TASK REQUIREMENTS: Rewrite the records below, putting "Point annotation" wherever "Pass-network tagging" appears and keeping every other character as it is.
---------- RECORDS ----------
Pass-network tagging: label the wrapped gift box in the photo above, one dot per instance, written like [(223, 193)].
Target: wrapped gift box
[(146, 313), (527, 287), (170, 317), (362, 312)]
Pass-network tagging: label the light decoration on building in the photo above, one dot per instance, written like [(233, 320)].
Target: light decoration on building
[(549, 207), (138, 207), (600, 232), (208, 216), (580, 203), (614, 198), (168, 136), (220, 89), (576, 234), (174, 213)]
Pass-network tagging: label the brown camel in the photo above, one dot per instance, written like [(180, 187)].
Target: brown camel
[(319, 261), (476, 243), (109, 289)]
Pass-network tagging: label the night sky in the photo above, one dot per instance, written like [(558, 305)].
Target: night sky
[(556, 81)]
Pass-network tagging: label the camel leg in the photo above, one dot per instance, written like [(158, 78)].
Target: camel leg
----------
EXERCISE OUTPUT:
Point annotation: label the wrapped gift box in the photo above, one dot per instance, written like [(223, 193)].
Target: wrapped gift box
[(146, 313), (527, 287), (170, 317), (362, 312)]
Point annotation: label the light decoration on building in the photo above, one dot per instance, written like [(233, 320)].
Target: light decoration on building
[(549, 207), (138, 207), (600, 232), (208, 216), (580, 203), (614, 198), (168, 136), (220, 89), (576, 234), (174, 213)]
Point annotation: label the brown camel in the photo above, one dot per instance, written like [(180, 187)].
Target: brown camel
[(319, 261), (476, 243), (109, 289)]
Point annotation: label the night sky in the photo above, one dot per instance, written like [(558, 305)].
Target: night sky
[(556, 81)]
Point annotation: label the camel leg in the photo above, one dot per instance, written like [(158, 78)].
Target: camel leg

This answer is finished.